----- Provided records -----

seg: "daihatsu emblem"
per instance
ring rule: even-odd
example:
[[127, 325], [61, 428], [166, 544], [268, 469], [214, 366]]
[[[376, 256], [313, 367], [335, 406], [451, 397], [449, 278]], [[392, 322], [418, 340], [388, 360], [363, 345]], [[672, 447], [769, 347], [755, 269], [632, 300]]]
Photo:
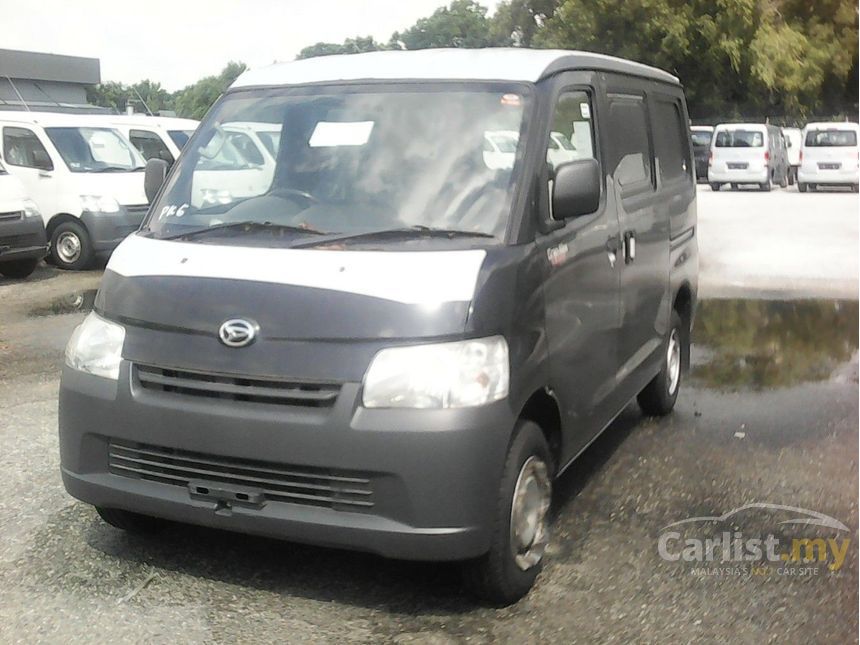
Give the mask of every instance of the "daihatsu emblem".
[[258, 327], [256, 323], [242, 318], [227, 320], [218, 330], [218, 338], [227, 347], [246, 347], [257, 338]]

-----

**What this task involves**
In the records, the line containing "ring rule: even-odd" starts the span and the final line ends it. Output exactly that span, both ends included, with no pictures and nothing else.

**Expected answer**
ring rule: even-odd
example:
[[127, 325], [61, 428], [166, 544], [268, 469], [214, 366]]
[[[376, 256], [313, 367], [335, 406], [451, 397], [449, 278]], [[392, 322], [418, 340], [388, 360], [363, 345]], [[672, 447], [769, 347], [755, 269], [632, 300]]]
Photo:
Give the mask of every instance of the "daihatsu emblem".
[[258, 327], [256, 323], [242, 318], [227, 320], [218, 330], [218, 338], [227, 347], [246, 347], [257, 338]]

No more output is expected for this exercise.